◆ Selection:
This article is written for those who want to solve the puzzles themselves and figure out their own mechanisms, etc., but would like to get some basic concepts clear that will lead to a smoother process of solving the puzzles. It is designed for a person who likes to solve the puzzles on paper, though most of the discussion is appropriate even if one can keep everything in one’s head — something I definitely cannot do. Some of the hints, however, refer to methods that will only work if one is using pencil and paper.

So I’m going to assume a couple things:

- You are using pencil and paper.
- You have printed the puzzle large enough to write several numbers in each square.
- You fully understand the rules of Kenken and do not need a primer on what the symbols in the blank puzzle mean.
- You have worked your way through enough 4×4 puzzles to feel ready to do 6×6’s or larger puzzles.

**Basic vocabulary: **A* *** square **is the smallest unit of a grid. So there are

**36 squares**in a

**6×6 grid.**A

**is a**

*box***set of 2 or more squares**identified by an

**arithmetical operation**.

**Rule #1: Have a good eraser . **Mistakes will happen. If you don’t discover them ’til close to the end of the puzzle, just reprint the grid and start over.

**Rule #2: Double check the arithmetical operation and your options. **Incorrectly seeing a division sign as a + or a – sign as a plus is very easy to do. For the same reason, double check your entries to make sure you haven’t just simply put the wrong numbers in. I can’t tell you how many times I’ve found I’ve had 2 + 6 = 9 or some such stupidity.

**Rule #2A: If you don’t immediately know what combinations are possible for a given box, take the time to figure out the options. (If more than 3 or 4 options are possible, make a note and come back to the box at a later point. **If you’ve gotten this far, you probably know some common box possibilities and have noticed some special properties. For example, a 2 box multiplication box equalling 48 can only be the 6 & 8 pairing. My first time through, I’ll sometimes put a dot in large addition squares just to remind myself that each square could be almost anything. These are usually the last to fill. Trying to solve them too early often leads to more errors than solutions.

◆ Required work:
(a) Output the passage of the KenKen guide from "So I’m going" up to and including "or larger puzzles.", copying it word for word.
(b) Pick out every line of the records that contains the word "large", and copy each such line in full.
The KenKen guide and the records have no connection to each other.

◆ Task input:
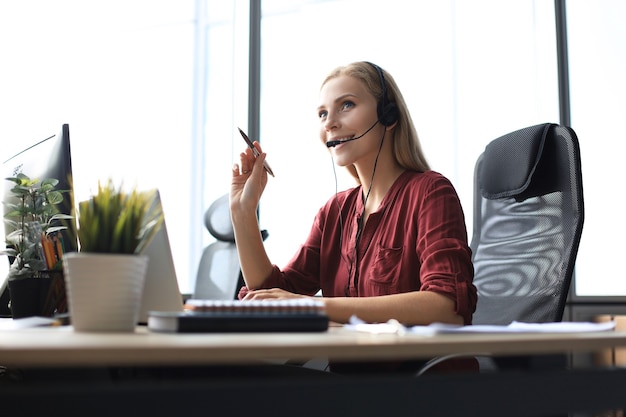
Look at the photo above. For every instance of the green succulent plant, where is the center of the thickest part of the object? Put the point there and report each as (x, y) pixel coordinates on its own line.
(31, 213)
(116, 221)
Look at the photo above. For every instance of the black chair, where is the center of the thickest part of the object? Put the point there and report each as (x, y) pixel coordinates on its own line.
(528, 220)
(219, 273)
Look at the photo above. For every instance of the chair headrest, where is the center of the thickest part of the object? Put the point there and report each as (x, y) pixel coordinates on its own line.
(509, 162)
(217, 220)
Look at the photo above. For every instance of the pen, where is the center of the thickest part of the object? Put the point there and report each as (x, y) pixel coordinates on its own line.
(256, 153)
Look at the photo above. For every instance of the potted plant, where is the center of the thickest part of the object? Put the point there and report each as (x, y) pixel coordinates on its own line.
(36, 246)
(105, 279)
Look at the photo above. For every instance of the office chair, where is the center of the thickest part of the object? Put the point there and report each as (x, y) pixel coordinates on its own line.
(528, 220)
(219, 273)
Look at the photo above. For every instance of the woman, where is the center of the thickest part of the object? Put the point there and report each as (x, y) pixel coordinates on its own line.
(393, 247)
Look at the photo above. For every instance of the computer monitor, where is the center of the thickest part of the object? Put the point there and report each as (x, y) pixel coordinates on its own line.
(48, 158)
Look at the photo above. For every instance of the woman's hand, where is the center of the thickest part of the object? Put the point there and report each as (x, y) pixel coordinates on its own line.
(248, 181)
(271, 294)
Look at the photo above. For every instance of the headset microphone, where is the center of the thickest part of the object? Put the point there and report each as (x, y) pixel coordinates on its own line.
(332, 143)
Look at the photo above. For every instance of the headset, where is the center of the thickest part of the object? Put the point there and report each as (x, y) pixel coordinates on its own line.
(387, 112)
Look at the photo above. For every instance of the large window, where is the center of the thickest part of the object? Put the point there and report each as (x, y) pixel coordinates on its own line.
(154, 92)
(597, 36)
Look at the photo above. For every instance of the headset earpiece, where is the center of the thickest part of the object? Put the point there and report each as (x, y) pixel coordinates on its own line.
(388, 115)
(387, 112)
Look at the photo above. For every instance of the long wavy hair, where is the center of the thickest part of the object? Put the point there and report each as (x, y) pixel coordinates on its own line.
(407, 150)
---
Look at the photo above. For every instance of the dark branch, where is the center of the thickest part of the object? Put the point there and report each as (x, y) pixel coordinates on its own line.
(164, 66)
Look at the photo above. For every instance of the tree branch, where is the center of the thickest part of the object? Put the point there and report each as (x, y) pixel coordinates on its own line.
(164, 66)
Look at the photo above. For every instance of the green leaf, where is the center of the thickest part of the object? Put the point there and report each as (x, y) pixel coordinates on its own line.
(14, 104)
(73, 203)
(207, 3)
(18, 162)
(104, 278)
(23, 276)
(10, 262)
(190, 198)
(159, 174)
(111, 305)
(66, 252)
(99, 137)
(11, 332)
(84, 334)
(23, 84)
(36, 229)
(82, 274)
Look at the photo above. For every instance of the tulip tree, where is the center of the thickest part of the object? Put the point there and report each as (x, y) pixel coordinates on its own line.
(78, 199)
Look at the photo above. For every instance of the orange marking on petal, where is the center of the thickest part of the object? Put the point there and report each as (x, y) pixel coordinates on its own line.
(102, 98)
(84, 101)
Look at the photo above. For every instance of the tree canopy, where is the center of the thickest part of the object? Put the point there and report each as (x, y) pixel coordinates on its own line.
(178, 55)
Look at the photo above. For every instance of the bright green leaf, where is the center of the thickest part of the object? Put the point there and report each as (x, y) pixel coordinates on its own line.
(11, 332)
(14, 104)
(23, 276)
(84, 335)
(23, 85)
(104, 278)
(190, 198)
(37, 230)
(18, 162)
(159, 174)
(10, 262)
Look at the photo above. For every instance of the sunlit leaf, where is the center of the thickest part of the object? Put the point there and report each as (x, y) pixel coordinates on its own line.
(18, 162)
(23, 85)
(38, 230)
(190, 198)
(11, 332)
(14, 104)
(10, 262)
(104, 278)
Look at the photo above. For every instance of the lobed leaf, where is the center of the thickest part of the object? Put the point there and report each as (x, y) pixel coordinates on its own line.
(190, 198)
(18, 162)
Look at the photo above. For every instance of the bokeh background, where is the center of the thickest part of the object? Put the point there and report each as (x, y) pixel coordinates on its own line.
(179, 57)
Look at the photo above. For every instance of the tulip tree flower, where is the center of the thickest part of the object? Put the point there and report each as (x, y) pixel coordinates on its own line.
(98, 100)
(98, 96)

◆ Replies:
(a)
So I’m going to assume a couple things:

- You are using pencil and paper.
- You have printed the puzzle large enough to write several numbers in each square.
- You fully understand the rules of Kenken and do not need a primer on what the symbols in the blank puzzle mean.
- You have worked your way through enough 4×4 puzzles to feel ready to do 6×6’s or larger puzzles.

(b)
Look at the photo above. For every instance of the large window, where is the center of the thickest part of the object? Put the point there and report each as (x, y) pixel coordinates on its own line.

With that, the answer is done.